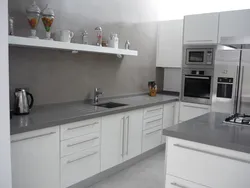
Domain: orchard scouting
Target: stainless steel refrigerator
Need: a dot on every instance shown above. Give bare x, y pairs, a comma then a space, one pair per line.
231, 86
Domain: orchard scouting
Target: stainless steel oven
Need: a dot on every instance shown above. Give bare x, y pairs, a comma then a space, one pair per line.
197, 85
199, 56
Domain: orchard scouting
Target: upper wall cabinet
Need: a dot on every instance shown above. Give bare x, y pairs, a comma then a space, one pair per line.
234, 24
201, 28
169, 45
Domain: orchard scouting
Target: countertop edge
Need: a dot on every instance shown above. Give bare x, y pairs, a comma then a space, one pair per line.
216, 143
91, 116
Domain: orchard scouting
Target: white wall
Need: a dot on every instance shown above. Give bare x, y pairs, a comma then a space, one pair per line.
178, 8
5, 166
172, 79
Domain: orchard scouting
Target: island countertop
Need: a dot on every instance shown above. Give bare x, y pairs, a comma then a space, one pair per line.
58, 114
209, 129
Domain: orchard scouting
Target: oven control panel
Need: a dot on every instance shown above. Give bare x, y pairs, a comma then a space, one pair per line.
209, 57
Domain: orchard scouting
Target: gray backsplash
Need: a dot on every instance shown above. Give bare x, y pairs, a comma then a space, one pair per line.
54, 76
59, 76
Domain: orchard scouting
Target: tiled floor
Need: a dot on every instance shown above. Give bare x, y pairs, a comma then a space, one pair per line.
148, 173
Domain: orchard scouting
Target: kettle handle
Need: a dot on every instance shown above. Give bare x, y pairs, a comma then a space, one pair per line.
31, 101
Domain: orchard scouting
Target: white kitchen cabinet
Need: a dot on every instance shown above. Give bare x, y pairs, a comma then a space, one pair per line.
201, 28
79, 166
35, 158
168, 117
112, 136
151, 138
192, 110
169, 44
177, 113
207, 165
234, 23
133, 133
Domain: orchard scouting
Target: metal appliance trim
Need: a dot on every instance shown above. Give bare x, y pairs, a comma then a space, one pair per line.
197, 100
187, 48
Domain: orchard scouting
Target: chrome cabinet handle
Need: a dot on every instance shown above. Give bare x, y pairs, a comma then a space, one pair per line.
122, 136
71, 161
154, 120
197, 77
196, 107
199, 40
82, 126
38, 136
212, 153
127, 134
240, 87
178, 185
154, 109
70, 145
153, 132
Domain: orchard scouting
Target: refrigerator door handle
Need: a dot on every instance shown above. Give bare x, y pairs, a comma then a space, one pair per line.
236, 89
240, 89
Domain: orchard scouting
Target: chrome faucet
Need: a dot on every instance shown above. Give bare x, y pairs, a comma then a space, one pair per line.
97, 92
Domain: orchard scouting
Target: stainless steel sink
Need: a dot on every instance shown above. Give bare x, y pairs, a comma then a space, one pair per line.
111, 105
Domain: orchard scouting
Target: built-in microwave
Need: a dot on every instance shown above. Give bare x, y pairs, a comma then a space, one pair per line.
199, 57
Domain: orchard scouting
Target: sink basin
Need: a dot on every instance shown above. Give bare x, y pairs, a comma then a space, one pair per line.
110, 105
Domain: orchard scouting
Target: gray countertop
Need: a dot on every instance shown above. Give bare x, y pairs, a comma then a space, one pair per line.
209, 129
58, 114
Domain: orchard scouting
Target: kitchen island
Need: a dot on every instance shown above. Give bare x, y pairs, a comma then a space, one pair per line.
---
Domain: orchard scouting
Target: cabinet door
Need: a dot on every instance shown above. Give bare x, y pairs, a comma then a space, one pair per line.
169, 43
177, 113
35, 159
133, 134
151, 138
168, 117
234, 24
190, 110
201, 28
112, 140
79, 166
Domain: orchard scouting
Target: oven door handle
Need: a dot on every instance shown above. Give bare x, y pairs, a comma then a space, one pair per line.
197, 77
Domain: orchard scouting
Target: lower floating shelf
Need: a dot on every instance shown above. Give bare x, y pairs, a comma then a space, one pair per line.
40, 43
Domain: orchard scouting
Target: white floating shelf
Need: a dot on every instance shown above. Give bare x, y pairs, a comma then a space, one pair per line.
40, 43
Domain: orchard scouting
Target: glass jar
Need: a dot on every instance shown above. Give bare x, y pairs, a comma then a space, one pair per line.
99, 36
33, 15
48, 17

Exercise description:
Pull out every line in the rows above that contains the word "door", and copy each one unchanged.

Solution:
Target: refrigerator door handle
Target: cabinet door
Target: oven door handle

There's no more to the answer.